## [BEREITGESTELLTER AUSZUG]
---+---

Es ist eine einmalige Gelegenheit, eine neue Universität als zusammenhängendes Ganzes mit charakteristischer baulicher Identität zu planen. Unser Leitbild ist eine signifikante und unverwechselbare Struktur, die das Zusammenspiel von Forschung, Lehre und Innovation thematisiert und bei der alle Departments der neuen Alma Mater gleichberechtigt nebeneinander und um eine gemeinsame Mitte angeordnet sind. Diese nimmt in Form eines zentralen Bandes idealtypisch und als Nucleus alle gemeinschaftlich genutzten Einrichtungen, Lern- und Lehrflächen, die Hörsäle, die Bibliothek etc. auf. Unter einer plastisch geformten grünen Dachlandschaft, die als Campuswiese genutzt wird, werden in einer durchgängigen Gebäudestruktur – entlang seitlicher Glasfassaden und um riesige Lichthöfe herum – alle Sondernutzungen angeordnet.

---+---

[Gespeicherte Datensätze]
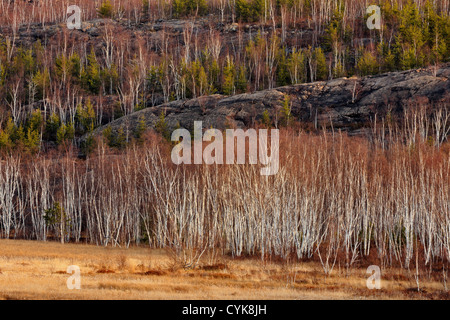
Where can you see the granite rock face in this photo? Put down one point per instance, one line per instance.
(348, 104)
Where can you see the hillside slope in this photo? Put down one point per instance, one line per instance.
(346, 103)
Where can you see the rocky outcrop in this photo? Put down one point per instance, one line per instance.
(346, 103)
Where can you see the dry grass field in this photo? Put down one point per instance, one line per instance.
(37, 270)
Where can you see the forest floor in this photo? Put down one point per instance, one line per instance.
(38, 270)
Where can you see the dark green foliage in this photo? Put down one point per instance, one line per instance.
(91, 77)
(249, 10)
(51, 127)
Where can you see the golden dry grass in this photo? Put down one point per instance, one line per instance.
(37, 270)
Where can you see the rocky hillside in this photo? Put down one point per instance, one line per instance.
(346, 103)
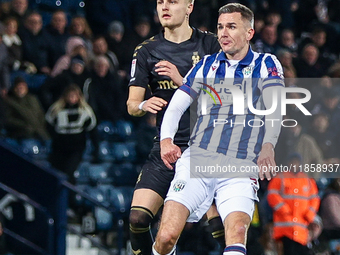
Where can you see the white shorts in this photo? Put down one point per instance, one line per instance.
(197, 194)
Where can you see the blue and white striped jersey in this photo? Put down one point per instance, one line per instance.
(219, 128)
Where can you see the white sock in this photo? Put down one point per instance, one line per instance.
(154, 252)
(235, 249)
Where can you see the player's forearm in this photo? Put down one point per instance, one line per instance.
(273, 121)
(133, 108)
(178, 105)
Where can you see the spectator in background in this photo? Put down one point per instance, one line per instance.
(104, 93)
(59, 35)
(75, 45)
(310, 64)
(24, 114)
(35, 43)
(70, 118)
(273, 18)
(319, 131)
(286, 59)
(318, 38)
(99, 14)
(287, 41)
(14, 47)
(329, 211)
(142, 29)
(121, 43)
(19, 10)
(13, 43)
(268, 42)
(53, 88)
(100, 48)
(80, 27)
(295, 202)
(258, 26)
(4, 72)
(330, 105)
(294, 140)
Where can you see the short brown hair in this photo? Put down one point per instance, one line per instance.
(246, 13)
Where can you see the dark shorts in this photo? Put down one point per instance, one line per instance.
(154, 174)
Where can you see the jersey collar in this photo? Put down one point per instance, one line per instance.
(245, 61)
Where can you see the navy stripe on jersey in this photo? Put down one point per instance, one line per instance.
(256, 90)
(189, 91)
(226, 132)
(260, 137)
(189, 78)
(220, 72)
(209, 62)
(208, 132)
(240, 136)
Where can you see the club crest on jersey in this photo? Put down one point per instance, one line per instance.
(195, 58)
(247, 71)
(179, 185)
(133, 67)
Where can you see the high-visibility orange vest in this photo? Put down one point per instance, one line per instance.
(295, 202)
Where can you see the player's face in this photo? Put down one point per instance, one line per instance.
(172, 13)
(234, 34)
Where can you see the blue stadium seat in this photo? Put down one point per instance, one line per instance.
(322, 184)
(106, 151)
(81, 175)
(107, 131)
(12, 142)
(34, 81)
(121, 198)
(124, 151)
(97, 194)
(104, 219)
(124, 174)
(34, 148)
(124, 129)
(87, 156)
(99, 173)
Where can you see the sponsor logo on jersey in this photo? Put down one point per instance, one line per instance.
(133, 67)
(195, 58)
(247, 71)
(167, 85)
(179, 185)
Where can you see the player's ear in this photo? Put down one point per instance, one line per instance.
(250, 33)
(190, 8)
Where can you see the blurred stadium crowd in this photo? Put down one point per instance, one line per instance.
(58, 56)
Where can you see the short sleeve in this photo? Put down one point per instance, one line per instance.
(272, 72)
(139, 69)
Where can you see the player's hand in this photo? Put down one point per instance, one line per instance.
(154, 105)
(266, 162)
(169, 152)
(168, 69)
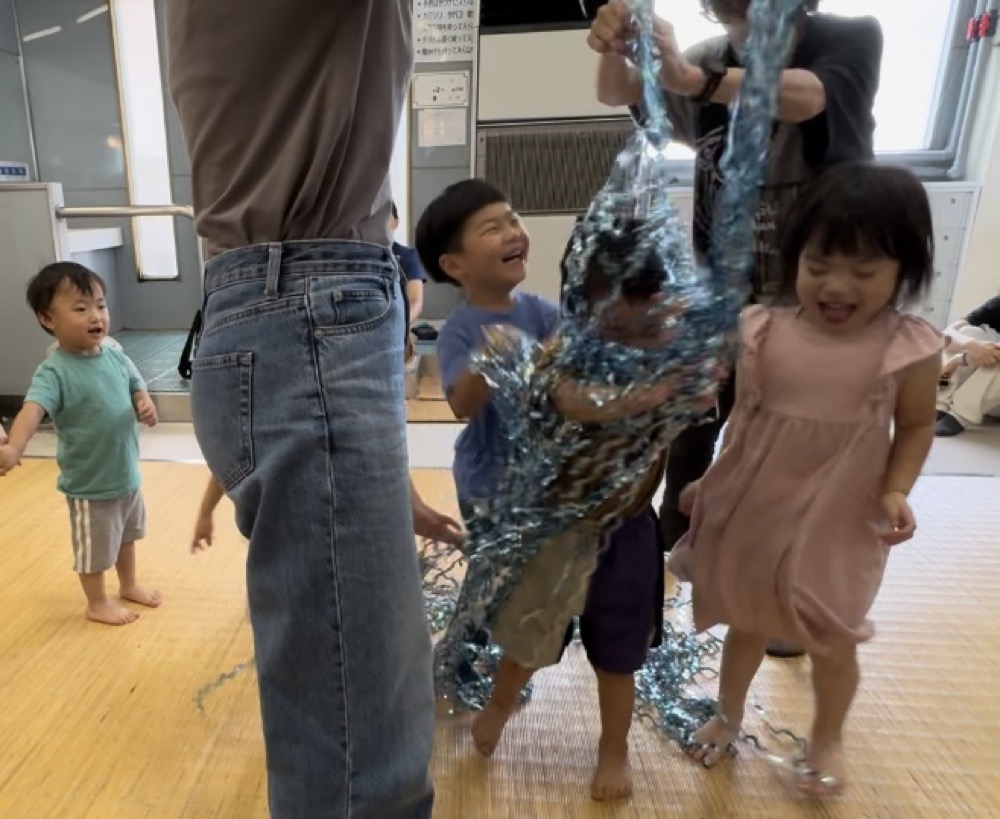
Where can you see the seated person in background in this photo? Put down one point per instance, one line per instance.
(412, 269)
(971, 370)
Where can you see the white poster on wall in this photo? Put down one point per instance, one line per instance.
(441, 89)
(441, 127)
(444, 31)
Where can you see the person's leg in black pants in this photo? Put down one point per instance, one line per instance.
(690, 455)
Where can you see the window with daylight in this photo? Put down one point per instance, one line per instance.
(924, 73)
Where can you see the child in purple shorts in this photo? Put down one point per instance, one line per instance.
(471, 238)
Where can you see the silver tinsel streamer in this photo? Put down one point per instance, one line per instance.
(559, 473)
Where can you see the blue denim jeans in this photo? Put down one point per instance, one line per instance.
(297, 397)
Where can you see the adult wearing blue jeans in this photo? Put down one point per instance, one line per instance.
(289, 110)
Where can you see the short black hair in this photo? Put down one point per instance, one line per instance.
(859, 206)
(45, 284)
(713, 8)
(439, 229)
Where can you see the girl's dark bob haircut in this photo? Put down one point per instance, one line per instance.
(861, 208)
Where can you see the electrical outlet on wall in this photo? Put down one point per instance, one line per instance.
(13, 172)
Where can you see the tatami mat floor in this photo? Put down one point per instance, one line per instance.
(160, 719)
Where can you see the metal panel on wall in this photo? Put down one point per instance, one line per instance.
(31, 237)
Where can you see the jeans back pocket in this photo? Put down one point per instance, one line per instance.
(339, 305)
(222, 408)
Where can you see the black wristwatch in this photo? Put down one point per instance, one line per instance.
(714, 73)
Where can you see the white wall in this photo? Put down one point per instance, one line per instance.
(980, 277)
(399, 173)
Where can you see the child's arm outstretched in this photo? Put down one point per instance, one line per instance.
(145, 409)
(203, 527)
(24, 427)
(911, 442)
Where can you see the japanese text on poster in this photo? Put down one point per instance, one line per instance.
(445, 30)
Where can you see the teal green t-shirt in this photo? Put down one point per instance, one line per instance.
(89, 399)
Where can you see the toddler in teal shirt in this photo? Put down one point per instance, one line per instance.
(93, 393)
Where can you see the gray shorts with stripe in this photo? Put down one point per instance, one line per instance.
(99, 528)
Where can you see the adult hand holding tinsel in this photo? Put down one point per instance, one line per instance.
(614, 32)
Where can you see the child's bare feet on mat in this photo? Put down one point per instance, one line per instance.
(714, 741)
(612, 777)
(141, 595)
(823, 772)
(487, 728)
(110, 614)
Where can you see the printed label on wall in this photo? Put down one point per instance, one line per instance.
(444, 31)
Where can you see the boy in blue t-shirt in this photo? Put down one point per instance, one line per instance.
(471, 238)
(93, 393)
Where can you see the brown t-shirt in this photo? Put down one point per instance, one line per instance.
(289, 109)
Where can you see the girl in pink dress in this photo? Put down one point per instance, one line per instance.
(792, 526)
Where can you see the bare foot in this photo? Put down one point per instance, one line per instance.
(110, 614)
(487, 728)
(142, 596)
(612, 777)
(712, 742)
(824, 773)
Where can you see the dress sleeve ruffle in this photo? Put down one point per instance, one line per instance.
(914, 340)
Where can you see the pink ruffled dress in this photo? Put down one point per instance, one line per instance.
(784, 537)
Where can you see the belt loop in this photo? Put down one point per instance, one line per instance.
(402, 282)
(273, 270)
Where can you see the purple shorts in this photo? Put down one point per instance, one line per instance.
(623, 616)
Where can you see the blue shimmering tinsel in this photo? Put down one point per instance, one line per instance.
(558, 473)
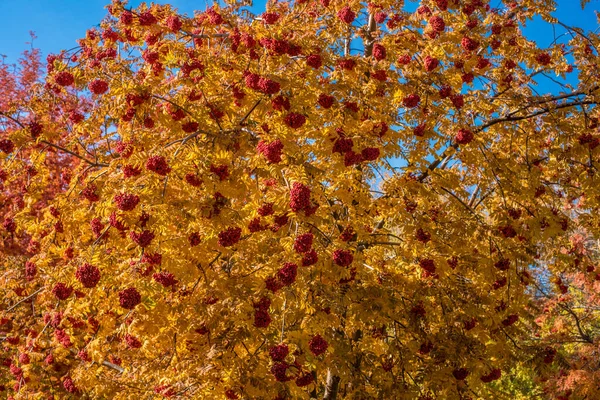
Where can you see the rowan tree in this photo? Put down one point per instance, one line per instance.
(326, 200)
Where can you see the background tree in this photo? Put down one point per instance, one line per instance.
(234, 225)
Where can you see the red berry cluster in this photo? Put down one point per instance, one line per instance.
(61, 291)
(314, 61)
(499, 283)
(142, 239)
(7, 146)
(303, 243)
(310, 258)
(174, 23)
(158, 164)
(430, 63)
(287, 274)
(279, 352)
(543, 58)
(343, 258)
(129, 298)
(469, 44)
(270, 18)
(380, 75)
(271, 151)
(88, 275)
(194, 239)
(146, 18)
(116, 222)
(279, 371)
(325, 100)
(63, 338)
(299, 197)
(441, 4)
(411, 101)
(126, 201)
(30, 271)
(265, 210)
(230, 236)
(347, 64)
(437, 23)
(64, 78)
(84, 355)
(35, 128)
(69, 385)
(214, 17)
(428, 265)
(502, 264)
(457, 100)
(130, 171)
(379, 52)
(132, 342)
(98, 86)
(318, 345)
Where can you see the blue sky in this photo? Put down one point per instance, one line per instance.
(59, 23)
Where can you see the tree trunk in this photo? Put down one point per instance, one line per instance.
(331, 386)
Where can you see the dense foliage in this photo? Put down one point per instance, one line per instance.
(330, 199)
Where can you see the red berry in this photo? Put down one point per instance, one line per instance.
(437, 23)
(64, 78)
(126, 201)
(314, 61)
(343, 258)
(88, 275)
(431, 63)
(346, 15)
(98, 86)
(62, 291)
(379, 52)
(469, 44)
(411, 101)
(279, 352)
(270, 18)
(464, 136)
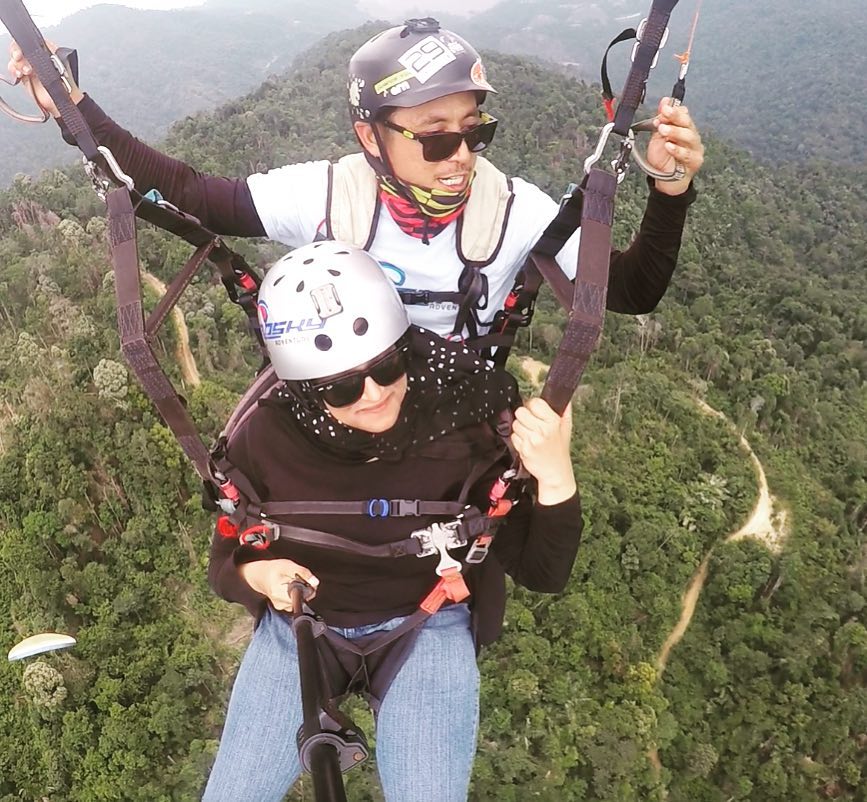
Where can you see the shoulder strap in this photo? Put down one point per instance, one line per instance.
(482, 226)
(353, 201)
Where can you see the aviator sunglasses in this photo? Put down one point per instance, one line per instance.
(345, 389)
(439, 146)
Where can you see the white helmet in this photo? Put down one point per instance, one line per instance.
(326, 308)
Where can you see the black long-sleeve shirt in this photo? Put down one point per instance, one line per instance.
(536, 544)
(638, 277)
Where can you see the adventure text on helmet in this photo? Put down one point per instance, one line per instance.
(410, 65)
(326, 308)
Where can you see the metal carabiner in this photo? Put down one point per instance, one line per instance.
(620, 165)
(65, 61)
(646, 126)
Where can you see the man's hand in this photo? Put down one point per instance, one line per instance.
(542, 437)
(676, 139)
(272, 578)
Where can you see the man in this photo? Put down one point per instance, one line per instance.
(451, 229)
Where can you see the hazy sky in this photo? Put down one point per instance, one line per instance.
(50, 12)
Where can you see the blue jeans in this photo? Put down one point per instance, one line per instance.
(425, 732)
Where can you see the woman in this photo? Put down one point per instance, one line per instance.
(371, 408)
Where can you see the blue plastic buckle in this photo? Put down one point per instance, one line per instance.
(378, 508)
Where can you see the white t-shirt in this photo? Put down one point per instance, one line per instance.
(291, 202)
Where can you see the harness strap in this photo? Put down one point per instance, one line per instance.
(135, 342)
(650, 35)
(20, 25)
(465, 530)
(372, 508)
(591, 287)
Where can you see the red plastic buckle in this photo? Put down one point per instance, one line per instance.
(451, 586)
(229, 491)
(247, 282)
(259, 537)
(479, 550)
(500, 508)
(225, 527)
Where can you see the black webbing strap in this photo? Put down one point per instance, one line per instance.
(607, 91)
(20, 25)
(124, 204)
(135, 342)
(468, 528)
(372, 508)
(591, 286)
(636, 82)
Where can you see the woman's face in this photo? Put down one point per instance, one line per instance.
(377, 410)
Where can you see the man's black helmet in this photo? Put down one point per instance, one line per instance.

---+---

## [AUFGABEN]
A – Wozu wird die grüne Dachlandschaft im Text über die neue Universität genutzt?
B – Wiederhole aus dem Text über die neue Universität wörtlich den Abschnitt von „Es ist eine“ bis „alle Sondernutzungen angeordnet.“.
Stütze dich nur auf den Text, nicht auf das Material.

## [LÖSUNGEN]
A – Als Campuswiese.

B –
Es ist eine einmalige Gelegenheit, eine neue Universität als zusammenhängendes Ganzes mit charakteristischer baulicher Identität zu planen. Unser Leitbild ist eine signifikante und unverwechselbare Struktur, die das Zusammenspiel von Forschung, Lehre und Innovation thematisiert und bei der alle Departments der neuen Alma Mater gleichberechtigt nebeneinander und um eine gemeinsame Mitte angeordnet sind. Diese nimmt in Form eines zentralen Bandes idealtypisch und als Nucleus alle gemeinschaftlich genutzten Einrichtungen, Lern- und Lehrflächen, die Hörsäle, die Bibliothek etc. auf. Unter einer plastisch geformten grünen Dachlandschaft, die als Campuswiese genutzt wird, werden in einer durchgängigen Gebäudestruktur – entlang seitlicher Glasfassaden und um riesige Lichthöfe herum – alle Sondernutzungen angeordnet.